## Challenge
Render the material below as a Markdown table with one row per line, omitting blank lines. Use two columns: "Row" for the row number and "Entry" for the line itself.
▽
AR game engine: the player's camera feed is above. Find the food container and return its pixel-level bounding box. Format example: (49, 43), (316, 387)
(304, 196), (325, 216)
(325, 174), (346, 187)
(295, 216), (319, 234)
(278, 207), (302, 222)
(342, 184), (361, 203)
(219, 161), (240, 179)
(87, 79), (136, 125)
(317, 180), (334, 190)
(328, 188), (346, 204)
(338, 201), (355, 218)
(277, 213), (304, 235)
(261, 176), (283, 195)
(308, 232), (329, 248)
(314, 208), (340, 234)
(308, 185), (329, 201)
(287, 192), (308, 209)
△
## Solution to this exercise
| Row | Entry |
|---|---|
| 1 | AR game engine: the player's camera feed is above. Find the food container and return its pixel-level bounding box. Format example: (49, 43), (316, 387) |
| 2 | (304, 196), (325, 216) |
| 3 | (325, 174), (346, 187) |
| 4 | (295, 216), (319, 234) |
| 5 | (278, 207), (302, 222) |
| 6 | (342, 184), (361, 203) |
| 7 | (219, 161), (240, 179) |
| 8 | (87, 79), (136, 125) |
| 9 | (317, 180), (334, 190) |
| 10 | (328, 188), (346, 204) |
| 11 | (338, 201), (355, 218) |
| 12 | (277, 213), (304, 235) |
| 13 | (261, 176), (283, 195) |
| 14 | (308, 232), (329, 248) |
| 15 | (314, 208), (340, 234) |
| 16 | (308, 185), (329, 201) |
| 17 | (287, 192), (308, 209) |